● **EXERCISE**: Locate and copy each line in the data that contains the word "blade".

● **EXERCISE MATERIALS**:
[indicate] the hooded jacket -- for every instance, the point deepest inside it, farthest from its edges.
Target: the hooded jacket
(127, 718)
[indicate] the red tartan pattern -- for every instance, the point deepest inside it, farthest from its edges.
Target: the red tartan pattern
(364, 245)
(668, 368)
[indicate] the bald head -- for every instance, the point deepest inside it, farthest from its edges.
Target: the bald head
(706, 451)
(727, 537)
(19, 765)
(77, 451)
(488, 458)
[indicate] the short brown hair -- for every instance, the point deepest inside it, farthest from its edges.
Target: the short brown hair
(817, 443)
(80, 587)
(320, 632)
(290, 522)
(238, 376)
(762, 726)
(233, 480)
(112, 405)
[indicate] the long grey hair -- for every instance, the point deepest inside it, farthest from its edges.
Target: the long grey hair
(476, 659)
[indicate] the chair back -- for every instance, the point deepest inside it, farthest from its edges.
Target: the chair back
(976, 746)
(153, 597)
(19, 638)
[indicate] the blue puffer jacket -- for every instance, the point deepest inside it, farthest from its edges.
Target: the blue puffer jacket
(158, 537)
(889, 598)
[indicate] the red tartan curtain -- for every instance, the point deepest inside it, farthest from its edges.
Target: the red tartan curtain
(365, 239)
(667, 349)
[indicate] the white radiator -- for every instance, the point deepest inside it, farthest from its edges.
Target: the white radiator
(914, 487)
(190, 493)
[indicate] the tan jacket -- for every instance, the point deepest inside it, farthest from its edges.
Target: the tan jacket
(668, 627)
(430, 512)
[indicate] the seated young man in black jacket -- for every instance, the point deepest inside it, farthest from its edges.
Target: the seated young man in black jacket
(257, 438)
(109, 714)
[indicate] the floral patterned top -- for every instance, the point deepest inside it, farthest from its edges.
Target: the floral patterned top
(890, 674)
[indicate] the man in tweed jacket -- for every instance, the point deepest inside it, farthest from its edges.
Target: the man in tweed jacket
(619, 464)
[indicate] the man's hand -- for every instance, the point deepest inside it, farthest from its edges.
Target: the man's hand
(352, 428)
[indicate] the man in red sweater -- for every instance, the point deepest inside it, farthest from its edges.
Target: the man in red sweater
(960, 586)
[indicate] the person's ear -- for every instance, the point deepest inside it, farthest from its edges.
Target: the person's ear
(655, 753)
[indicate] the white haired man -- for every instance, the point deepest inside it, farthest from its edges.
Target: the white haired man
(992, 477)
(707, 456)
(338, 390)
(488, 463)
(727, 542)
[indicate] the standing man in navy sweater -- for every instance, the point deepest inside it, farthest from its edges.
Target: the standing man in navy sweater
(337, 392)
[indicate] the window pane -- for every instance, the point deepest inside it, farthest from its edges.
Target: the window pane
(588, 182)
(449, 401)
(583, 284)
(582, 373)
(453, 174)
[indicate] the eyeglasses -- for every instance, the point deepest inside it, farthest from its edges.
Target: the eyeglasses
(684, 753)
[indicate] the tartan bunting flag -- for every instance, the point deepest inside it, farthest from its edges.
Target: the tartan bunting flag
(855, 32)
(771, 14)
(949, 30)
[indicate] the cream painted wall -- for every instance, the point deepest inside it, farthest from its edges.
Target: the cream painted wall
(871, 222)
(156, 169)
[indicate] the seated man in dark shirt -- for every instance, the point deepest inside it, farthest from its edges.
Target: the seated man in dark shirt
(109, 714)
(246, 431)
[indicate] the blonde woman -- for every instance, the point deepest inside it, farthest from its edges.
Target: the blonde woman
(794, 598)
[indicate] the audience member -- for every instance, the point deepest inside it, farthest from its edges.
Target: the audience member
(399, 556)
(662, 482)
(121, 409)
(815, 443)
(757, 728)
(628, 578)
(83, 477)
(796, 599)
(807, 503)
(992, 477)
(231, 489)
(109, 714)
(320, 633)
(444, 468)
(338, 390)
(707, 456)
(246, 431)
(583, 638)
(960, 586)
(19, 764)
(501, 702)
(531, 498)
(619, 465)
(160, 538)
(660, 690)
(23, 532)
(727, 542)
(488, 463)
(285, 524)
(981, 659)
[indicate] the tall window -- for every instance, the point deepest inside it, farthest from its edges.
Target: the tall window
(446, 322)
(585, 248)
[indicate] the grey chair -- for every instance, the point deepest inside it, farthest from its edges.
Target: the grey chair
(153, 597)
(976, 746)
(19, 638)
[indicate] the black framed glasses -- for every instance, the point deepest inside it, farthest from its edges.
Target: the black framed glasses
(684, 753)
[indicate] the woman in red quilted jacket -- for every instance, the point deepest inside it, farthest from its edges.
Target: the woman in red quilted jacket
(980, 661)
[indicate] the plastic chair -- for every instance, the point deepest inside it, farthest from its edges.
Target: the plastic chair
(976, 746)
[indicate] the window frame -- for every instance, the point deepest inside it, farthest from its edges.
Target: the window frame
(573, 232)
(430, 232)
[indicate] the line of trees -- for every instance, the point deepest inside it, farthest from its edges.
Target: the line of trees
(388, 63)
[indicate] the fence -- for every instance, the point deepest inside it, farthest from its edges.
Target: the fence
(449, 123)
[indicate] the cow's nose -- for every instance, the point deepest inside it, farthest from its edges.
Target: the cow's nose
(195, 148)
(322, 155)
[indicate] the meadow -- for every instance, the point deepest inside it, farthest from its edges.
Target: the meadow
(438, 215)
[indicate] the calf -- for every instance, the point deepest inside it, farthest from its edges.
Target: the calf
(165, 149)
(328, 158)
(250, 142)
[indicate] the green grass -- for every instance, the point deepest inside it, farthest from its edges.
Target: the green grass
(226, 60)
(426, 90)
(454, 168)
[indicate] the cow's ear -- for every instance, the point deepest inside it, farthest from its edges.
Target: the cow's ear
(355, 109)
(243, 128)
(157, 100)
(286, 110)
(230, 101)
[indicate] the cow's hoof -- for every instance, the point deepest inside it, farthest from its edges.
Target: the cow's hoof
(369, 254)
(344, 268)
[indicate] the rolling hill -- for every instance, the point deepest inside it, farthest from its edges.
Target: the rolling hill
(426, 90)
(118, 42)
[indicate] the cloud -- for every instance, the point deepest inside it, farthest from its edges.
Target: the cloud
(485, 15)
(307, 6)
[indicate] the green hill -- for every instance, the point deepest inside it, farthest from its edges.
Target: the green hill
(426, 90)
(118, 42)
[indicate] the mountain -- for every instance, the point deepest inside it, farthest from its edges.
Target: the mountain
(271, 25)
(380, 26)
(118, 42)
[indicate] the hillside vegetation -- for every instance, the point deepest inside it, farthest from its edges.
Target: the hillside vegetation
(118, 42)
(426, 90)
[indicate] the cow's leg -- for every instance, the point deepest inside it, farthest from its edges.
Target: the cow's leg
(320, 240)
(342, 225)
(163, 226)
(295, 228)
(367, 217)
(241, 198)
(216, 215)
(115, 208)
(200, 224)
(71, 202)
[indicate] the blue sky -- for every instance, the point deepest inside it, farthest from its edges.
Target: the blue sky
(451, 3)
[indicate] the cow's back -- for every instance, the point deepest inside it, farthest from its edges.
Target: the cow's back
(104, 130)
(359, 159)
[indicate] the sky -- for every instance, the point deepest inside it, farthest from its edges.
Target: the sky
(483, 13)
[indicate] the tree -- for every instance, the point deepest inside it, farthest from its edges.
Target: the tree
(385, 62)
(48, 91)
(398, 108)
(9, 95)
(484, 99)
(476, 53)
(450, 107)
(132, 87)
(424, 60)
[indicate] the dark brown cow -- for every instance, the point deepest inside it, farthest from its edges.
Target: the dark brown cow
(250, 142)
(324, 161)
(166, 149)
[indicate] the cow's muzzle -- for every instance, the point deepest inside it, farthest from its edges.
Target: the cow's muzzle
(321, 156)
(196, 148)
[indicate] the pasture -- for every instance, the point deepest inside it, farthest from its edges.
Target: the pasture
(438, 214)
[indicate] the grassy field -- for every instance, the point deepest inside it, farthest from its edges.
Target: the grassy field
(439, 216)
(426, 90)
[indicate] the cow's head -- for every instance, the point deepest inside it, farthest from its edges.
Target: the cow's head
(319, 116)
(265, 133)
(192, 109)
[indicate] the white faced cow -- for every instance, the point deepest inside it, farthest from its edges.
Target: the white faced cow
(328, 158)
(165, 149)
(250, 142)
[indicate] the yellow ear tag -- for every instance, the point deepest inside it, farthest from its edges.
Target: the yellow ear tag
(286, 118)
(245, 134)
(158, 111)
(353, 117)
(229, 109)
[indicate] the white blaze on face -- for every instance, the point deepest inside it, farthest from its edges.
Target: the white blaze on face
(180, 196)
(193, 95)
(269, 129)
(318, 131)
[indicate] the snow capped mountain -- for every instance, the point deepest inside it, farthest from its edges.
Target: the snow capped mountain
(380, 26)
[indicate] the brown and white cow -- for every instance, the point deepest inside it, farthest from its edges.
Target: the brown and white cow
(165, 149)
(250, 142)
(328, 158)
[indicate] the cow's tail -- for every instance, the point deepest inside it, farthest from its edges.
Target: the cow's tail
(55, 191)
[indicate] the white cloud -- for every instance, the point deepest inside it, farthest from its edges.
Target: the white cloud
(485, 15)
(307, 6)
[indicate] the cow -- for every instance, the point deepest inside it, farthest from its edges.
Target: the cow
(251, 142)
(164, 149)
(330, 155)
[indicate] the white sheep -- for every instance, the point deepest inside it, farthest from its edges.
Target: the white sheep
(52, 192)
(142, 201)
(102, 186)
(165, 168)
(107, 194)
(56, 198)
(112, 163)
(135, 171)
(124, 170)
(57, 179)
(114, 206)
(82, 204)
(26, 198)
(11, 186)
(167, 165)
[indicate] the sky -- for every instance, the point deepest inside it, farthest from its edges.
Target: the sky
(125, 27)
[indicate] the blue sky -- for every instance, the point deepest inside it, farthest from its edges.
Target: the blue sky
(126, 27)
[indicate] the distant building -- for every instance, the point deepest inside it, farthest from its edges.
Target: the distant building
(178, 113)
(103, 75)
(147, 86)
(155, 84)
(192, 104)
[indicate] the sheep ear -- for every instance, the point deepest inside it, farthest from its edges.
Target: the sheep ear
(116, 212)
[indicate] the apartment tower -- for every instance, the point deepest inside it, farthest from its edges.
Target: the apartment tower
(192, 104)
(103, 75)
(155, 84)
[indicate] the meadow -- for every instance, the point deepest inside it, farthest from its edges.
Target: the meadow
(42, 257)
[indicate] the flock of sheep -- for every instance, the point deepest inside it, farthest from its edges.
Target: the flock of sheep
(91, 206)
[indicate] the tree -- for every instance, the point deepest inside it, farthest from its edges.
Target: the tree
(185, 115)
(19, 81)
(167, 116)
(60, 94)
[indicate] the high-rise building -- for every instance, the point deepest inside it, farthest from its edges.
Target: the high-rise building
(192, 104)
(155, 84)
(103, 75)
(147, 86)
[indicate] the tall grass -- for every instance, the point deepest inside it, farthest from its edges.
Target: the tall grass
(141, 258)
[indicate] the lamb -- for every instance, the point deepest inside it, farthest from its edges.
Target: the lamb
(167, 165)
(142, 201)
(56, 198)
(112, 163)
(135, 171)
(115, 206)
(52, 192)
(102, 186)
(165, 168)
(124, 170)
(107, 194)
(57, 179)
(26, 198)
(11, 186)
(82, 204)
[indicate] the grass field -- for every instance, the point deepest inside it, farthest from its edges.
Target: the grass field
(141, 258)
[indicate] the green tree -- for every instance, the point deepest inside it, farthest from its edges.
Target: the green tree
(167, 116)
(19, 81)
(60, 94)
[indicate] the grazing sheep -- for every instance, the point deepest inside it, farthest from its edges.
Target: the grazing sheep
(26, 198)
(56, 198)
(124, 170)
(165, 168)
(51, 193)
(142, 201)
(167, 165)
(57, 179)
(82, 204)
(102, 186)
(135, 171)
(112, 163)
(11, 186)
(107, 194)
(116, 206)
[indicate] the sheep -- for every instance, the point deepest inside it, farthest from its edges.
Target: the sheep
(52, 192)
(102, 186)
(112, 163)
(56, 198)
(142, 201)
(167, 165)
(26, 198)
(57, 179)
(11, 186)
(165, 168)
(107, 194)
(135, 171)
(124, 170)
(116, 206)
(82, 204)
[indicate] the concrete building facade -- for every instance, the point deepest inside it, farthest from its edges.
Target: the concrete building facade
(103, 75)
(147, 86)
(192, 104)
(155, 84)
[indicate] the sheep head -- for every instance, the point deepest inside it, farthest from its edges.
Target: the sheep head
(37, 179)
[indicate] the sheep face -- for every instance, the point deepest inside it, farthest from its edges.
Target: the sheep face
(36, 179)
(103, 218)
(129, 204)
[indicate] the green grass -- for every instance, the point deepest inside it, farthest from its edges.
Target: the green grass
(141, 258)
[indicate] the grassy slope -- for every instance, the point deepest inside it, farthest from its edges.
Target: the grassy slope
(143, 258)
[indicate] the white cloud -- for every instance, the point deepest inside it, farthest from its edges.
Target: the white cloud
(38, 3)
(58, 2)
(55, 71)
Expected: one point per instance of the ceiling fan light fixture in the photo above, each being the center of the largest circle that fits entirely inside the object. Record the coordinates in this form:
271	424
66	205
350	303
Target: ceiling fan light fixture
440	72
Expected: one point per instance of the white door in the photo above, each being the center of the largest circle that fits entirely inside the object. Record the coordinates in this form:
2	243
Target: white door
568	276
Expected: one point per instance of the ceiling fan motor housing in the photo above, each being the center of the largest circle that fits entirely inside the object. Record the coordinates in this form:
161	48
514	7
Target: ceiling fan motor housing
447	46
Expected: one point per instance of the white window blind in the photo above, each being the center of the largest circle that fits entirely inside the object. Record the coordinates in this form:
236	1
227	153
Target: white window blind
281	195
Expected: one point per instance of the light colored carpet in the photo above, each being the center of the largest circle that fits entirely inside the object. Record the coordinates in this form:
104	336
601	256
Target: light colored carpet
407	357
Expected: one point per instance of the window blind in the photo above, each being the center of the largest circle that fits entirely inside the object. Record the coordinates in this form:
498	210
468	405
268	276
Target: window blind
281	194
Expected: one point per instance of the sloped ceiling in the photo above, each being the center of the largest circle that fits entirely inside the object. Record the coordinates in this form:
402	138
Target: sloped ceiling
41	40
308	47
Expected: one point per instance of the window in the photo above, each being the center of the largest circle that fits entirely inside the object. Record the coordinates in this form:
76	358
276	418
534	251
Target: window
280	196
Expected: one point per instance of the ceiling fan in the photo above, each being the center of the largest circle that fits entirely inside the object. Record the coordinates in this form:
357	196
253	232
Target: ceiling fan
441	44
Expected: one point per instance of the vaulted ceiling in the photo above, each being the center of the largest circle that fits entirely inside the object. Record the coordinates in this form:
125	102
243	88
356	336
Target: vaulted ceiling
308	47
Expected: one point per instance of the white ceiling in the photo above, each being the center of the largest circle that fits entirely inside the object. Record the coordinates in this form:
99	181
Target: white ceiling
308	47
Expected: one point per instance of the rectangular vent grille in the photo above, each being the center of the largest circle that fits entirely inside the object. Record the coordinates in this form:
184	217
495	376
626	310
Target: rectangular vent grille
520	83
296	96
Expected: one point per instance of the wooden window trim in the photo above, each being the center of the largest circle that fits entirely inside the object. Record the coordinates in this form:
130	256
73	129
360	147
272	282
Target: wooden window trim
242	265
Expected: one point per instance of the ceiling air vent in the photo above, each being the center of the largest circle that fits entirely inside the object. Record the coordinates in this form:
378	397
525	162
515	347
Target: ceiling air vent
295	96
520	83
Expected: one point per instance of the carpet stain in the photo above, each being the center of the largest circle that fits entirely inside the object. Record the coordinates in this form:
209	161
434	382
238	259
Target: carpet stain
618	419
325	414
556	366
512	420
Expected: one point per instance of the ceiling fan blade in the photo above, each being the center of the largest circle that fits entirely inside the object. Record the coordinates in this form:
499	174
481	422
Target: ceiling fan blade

● **WRITTEN REPLY**:
Expected: one point per instance of the ceiling fan blade in the photo above, each being the center of the largest circle that fits entirely inside the object. Record the coordinates in this form:
Target: ceiling fan blade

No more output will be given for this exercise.